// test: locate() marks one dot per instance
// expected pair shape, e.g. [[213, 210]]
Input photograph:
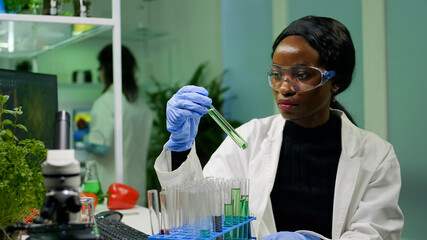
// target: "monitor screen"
[[37, 94]]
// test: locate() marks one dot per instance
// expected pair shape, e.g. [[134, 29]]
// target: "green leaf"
[[6, 122], [18, 110], [3, 98], [9, 132]]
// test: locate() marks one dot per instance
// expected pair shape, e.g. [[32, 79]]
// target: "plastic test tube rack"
[[212, 236]]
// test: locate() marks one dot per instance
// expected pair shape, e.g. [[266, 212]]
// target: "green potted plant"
[[209, 135], [21, 180], [18, 6]]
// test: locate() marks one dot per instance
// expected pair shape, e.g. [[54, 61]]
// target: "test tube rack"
[[213, 235]]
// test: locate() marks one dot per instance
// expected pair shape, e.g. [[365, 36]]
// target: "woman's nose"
[[286, 87]]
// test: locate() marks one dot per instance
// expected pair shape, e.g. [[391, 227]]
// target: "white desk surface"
[[137, 217]]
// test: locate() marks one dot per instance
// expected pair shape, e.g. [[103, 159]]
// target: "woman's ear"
[[334, 88]]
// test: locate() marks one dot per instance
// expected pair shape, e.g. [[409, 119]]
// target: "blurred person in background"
[[137, 122]]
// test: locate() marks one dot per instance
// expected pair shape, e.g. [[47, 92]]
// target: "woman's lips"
[[285, 104]]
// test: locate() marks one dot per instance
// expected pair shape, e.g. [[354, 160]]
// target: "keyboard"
[[112, 230]]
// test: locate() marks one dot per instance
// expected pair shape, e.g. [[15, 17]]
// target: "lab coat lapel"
[[270, 150], [348, 170]]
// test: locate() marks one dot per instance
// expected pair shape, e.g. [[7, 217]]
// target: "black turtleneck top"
[[303, 192]]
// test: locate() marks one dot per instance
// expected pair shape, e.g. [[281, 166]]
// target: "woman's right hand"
[[183, 113]]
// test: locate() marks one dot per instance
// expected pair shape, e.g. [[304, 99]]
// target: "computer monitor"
[[37, 94]]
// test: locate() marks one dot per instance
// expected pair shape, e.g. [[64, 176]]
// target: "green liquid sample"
[[220, 120], [95, 188], [228, 215], [228, 219], [235, 200], [244, 215]]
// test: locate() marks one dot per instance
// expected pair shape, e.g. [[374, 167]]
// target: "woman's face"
[[310, 108]]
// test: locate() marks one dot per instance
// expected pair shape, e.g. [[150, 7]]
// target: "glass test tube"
[[164, 211], [244, 207], [235, 199], [153, 208], [220, 120]]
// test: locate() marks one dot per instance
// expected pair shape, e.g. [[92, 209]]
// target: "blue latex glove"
[[183, 113], [290, 236]]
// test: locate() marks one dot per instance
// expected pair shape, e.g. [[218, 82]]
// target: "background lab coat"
[[367, 185], [137, 122]]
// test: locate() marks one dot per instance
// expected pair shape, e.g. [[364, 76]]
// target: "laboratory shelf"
[[27, 36], [213, 235]]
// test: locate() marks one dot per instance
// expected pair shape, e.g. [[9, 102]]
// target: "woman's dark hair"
[[129, 66], [332, 40]]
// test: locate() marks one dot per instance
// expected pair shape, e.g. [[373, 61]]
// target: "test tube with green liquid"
[[226, 127]]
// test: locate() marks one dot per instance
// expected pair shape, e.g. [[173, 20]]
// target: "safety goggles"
[[301, 78], [111, 215]]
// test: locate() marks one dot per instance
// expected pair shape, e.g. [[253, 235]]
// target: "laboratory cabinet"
[[26, 36]]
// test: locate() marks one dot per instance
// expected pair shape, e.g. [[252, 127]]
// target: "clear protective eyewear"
[[301, 78]]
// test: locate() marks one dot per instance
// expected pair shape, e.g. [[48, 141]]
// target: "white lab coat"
[[367, 184], [137, 122]]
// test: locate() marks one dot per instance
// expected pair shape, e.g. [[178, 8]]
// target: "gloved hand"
[[290, 236], [183, 113]]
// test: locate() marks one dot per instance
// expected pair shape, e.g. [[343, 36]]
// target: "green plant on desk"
[[21, 179], [209, 135]]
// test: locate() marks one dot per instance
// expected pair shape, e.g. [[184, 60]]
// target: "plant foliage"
[[209, 135], [21, 179]]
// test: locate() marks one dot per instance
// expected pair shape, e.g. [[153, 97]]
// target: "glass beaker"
[[91, 181]]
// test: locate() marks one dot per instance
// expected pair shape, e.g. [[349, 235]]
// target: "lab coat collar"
[[348, 171], [348, 168]]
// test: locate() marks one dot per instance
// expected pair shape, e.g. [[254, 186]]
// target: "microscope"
[[59, 217]]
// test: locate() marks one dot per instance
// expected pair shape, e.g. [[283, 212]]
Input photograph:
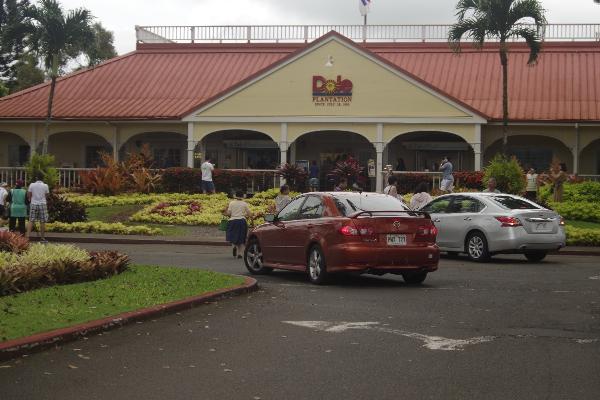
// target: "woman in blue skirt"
[[237, 227]]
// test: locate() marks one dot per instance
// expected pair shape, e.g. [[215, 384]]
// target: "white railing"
[[308, 33]]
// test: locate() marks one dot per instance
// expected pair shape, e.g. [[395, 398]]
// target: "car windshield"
[[348, 205], [513, 203]]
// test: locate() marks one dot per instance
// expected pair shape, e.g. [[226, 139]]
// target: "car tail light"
[[509, 222], [366, 233], [426, 233]]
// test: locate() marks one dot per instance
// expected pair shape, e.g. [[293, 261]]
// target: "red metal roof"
[[166, 81]]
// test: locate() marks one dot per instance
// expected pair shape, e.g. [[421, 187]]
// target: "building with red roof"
[[257, 104]]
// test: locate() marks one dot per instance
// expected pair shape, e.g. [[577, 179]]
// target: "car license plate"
[[396, 240]]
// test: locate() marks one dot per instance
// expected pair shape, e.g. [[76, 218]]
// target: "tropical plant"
[[58, 38], [294, 176], [504, 20], [510, 177], [14, 27], [43, 165]]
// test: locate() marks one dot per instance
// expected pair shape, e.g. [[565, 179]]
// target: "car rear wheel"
[[253, 259], [317, 269], [414, 278], [535, 256], [477, 248]]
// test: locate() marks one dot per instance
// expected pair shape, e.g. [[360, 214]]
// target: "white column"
[[379, 147], [115, 143], [476, 145], [283, 143], [33, 142], [576, 151], [191, 145]]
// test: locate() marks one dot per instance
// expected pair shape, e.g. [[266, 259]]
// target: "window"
[[312, 208], [353, 203], [291, 211], [463, 204], [512, 203], [438, 206]]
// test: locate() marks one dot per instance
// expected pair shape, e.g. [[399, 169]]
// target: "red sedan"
[[325, 233]]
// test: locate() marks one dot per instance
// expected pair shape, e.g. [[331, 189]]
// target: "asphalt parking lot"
[[503, 330]]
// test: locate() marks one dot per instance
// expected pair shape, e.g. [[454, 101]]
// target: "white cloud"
[[120, 16]]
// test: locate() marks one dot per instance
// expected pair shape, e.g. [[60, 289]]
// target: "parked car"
[[326, 233], [484, 224]]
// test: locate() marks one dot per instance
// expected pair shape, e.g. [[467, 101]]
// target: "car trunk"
[[539, 221]]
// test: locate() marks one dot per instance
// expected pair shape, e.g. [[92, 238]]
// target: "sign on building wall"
[[332, 93]]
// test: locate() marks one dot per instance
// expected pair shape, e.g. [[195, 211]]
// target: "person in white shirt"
[[421, 197], [38, 211], [208, 186], [237, 227], [3, 196]]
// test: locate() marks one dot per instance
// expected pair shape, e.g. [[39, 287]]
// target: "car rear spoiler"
[[409, 212]]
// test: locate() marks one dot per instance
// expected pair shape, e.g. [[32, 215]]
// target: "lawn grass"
[[140, 286], [583, 224]]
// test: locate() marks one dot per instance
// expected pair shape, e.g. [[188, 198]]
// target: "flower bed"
[[26, 267], [116, 228]]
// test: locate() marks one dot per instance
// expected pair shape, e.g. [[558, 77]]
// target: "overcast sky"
[[120, 16]]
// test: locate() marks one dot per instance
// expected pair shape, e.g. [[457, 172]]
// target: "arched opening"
[[77, 149], [589, 159], [168, 149], [238, 149], [535, 151], [423, 151], [329, 147], [14, 151]]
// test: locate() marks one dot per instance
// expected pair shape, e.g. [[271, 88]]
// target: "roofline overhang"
[[190, 115]]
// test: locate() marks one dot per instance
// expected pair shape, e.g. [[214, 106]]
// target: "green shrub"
[[44, 165], [582, 236], [577, 211], [584, 191], [510, 177]]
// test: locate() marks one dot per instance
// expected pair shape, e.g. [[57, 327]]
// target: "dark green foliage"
[[63, 210]]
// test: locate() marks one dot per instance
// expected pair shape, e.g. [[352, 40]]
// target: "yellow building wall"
[[377, 92]]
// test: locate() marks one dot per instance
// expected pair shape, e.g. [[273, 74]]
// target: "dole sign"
[[332, 93]]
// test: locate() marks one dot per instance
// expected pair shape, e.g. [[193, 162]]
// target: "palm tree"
[[503, 20], [58, 38]]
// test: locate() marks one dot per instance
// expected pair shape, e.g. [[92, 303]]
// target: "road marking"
[[429, 342]]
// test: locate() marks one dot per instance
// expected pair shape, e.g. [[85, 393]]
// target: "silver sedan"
[[484, 224]]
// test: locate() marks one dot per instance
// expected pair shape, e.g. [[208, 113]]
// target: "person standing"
[[237, 227], [313, 177], [532, 185], [207, 168], [420, 197], [18, 207], [447, 183], [3, 196], [37, 195], [283, 198], [491, 186]]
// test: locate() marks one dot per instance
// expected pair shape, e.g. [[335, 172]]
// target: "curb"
[[131, 241], [41, 341]]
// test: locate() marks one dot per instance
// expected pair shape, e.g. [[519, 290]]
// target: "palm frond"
[[473, 28], [533, 40]]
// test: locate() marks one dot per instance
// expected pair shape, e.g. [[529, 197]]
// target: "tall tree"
[[58, 37], [102, 48], [502, 20], [14, 27], [27, 73]]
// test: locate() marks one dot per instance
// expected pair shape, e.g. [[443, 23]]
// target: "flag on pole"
[[364, 6]]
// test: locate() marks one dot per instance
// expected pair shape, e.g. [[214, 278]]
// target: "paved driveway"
[[504, 330]]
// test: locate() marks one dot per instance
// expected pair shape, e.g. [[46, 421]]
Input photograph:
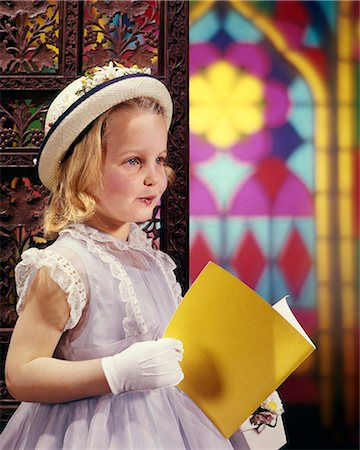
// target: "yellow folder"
[[237, 348]]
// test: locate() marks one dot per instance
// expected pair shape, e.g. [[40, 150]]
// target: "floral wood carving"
[[21, 124], [22, 205], [29, 33], [121, 30]]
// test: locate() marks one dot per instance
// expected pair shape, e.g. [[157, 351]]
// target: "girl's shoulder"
[[64, 266]]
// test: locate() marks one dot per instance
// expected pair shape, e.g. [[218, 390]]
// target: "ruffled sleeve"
[[61, 271], [168, 266]]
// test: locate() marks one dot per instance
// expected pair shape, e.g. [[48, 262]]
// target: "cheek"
[[163, 182], [115, 183]]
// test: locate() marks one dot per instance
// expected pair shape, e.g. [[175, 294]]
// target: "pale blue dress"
[[119, 293]]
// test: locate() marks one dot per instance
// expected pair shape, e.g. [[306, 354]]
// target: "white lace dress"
[[119, 293]]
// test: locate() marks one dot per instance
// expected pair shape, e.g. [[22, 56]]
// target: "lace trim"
[[60, 271], [138, 241], [133, 322]]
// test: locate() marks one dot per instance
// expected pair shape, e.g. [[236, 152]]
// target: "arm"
[[32, 374]]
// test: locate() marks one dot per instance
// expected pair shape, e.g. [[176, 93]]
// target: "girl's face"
[[134, 178]]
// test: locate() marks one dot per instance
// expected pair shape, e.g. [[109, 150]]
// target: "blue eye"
[[133, 161]]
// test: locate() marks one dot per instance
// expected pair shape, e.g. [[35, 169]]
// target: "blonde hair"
[[80, 173]]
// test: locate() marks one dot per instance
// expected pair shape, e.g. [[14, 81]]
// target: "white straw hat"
[[84, 100]]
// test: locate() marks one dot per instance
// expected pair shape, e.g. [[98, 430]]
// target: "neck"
[[120, 230]]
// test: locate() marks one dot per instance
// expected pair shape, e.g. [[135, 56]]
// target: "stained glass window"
[[272, 179]]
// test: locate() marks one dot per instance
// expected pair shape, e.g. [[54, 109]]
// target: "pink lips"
[[147, 200]]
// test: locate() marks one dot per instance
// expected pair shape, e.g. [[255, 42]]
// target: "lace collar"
[[137, 238]]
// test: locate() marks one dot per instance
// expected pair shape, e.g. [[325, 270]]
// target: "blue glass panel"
[[222, 175], [306, 298], [302, 119], [300, 92], [306, 229], [280, 230], [205, 28], [312, 38], [240, 29], [301, 162]]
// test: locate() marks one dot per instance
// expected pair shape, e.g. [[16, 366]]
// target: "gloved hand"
[[145, 365]]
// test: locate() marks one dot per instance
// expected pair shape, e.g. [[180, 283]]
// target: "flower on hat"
[[268, 412], [98, 75], [92, 77]]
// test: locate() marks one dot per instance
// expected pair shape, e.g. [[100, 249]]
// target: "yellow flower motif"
[[273, 404], [226, 104]]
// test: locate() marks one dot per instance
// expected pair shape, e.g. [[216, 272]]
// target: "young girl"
[[86, 356]]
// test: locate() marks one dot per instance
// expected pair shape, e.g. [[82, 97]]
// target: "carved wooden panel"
[[44, 45]]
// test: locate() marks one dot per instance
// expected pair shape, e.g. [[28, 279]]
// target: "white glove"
[[145, 365]]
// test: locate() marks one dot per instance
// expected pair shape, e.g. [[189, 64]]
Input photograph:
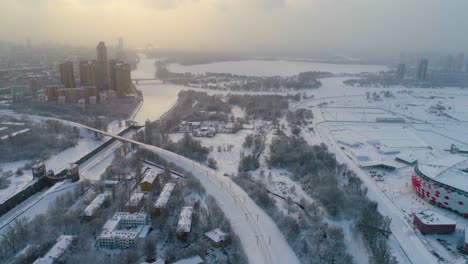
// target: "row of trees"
[[312, 239], [42, 141], [337, 189]]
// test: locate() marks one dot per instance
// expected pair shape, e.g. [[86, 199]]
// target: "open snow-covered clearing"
[[428, 134]]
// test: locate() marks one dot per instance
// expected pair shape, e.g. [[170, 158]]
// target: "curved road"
[[415, 250], [261, 239]]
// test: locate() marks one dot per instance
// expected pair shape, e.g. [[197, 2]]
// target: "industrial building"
[[163, 198], [54, 255], [135, 202], [185, 223], [151, 179], [217, 237], [443, 182], [95, 204]]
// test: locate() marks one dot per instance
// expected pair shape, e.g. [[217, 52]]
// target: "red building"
[[430, 222], [444, 183]]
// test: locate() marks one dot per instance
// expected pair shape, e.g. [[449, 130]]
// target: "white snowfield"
[[261, 239], [409, 242]]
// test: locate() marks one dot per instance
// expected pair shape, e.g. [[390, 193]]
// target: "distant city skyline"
[[255, 26]]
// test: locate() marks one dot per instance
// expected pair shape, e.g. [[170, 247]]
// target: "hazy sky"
[[244, 25]]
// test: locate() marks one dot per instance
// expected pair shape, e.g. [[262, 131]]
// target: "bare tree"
[[150, 249]]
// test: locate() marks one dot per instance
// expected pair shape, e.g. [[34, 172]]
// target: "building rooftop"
[[185, 220], [112, 229], [135, 199], [96, 203], [165, 195], [407, 157], [451, 170], [216, 235], [149, 175], [62, 244], [191, 260], [429, 217]]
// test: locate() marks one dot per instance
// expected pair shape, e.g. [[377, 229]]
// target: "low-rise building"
[[135, 202], [430, 222], [192, 260], [163, 198], [123, 230], [217, 237], [151, 178], [185, 223], [95, 204], [57, 252]]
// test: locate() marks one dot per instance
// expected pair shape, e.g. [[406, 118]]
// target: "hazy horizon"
[[267, 26]]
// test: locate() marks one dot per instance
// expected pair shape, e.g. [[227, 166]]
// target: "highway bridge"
[[138, 80], [260, 237]]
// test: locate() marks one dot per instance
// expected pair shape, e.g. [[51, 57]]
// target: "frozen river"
[[159, 97], [274, 67]]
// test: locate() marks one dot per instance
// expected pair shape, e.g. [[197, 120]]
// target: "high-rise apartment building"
[[66, 74], [422, 70], [460, 61], [88, 70], [123, 79], [102, 77]]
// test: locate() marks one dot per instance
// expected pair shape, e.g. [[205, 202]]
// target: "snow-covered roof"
[[158, 261], [429, 217], [125, 233], [144, 231], [466, 234], [135, 199], [407, 157], [450, 170], [348, 142], [111, 227], [12, 124], [191, 260], [165, 195], [185, 219], [62, 244], [22, 131], [388, 151], [216, 235], [149, 175], [96, 203]]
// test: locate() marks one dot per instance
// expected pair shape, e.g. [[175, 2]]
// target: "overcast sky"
[[244, 25]]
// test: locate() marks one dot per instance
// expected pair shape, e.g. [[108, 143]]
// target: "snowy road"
[[261, 239], [409, 242]]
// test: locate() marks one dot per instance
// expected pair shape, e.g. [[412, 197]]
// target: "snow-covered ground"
[[273, 67], [426, 135]]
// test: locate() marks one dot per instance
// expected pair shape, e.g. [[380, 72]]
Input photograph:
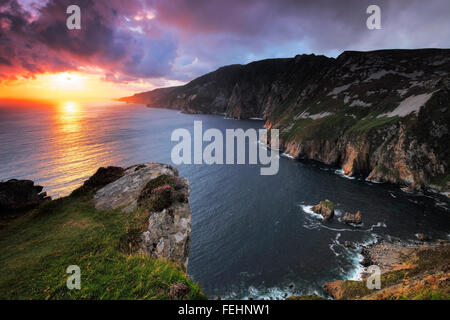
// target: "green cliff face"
[[381, 114]]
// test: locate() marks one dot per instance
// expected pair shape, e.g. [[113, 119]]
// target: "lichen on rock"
[[157, 189]]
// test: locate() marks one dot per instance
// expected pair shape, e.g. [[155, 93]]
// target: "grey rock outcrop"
[[381, 114], [18, 195], [156, 188], [352, 218]]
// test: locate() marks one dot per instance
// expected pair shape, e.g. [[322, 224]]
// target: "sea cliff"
[[383, 115], [127, 229]]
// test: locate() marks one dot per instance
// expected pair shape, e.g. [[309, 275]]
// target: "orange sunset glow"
[[68, 86]]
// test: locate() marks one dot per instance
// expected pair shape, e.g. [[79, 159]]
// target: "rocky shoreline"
[[381, 114], [408, 271]]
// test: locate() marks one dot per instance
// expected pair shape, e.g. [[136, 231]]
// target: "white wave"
[[372, 181], [341, 173], [358, 270], [308, 210]]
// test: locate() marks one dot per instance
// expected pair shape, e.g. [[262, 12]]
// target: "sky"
[[131, 46]]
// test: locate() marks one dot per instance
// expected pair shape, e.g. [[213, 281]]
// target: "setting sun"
[[68, 86], [70, 107]]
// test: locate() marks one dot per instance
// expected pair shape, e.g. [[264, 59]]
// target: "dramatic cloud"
[[181, 39]]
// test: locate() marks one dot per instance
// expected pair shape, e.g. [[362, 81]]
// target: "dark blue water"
[[252, 235]]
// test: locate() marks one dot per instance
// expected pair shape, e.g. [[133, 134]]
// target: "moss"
[[372, 122], [34, 255], [354, 289]]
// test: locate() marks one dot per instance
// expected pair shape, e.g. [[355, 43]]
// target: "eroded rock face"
[[19, 195], [352, 218], [101, 178], [156, 188], [325, 208], [382, 114], [125, 191]]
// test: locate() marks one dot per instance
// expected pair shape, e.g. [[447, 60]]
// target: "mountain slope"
[[381, 114]]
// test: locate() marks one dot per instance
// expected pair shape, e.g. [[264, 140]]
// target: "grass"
[[36, 249], [372, 122], [422, 277]]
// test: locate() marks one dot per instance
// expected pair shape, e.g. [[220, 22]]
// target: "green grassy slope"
[[36, 249]]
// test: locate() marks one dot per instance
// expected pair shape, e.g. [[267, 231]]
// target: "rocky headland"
[[383, 115], [128, 229], [408, 271]]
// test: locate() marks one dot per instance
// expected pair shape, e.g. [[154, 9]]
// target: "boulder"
[[20, 195], [157, 189], [101, 178], [325, 208], [352, 218]]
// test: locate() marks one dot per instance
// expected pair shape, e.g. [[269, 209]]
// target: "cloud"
[[181, 39]]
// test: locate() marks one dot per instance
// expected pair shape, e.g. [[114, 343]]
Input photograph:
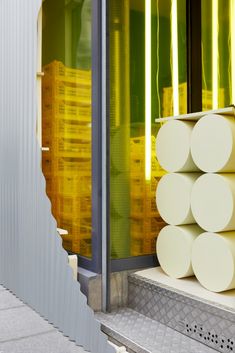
_____
• Given task
Copy the records word for word, from their first line through the line that contains "[[212, 236]]", and leave the pictures out of your copy.

• Exercise answer
// test: locate() marks one dot per instance
// expected pair shape, e.g. [[213, 210]]
Input photograph:
// target: "monitor screen"
[[37, 94]]
// test: locate() marks one dot per instance
// expected pair shape, e.g. [[134, 29]]
// target: "green leaf"
[[6, 122], [18, 110], [3, 98], [9, 132]]
// test: locate() marks one dot per instance
// expected pair shape, e.g. [[32, 79]]
// target: "plastic test tube rack"
[[212, 236]]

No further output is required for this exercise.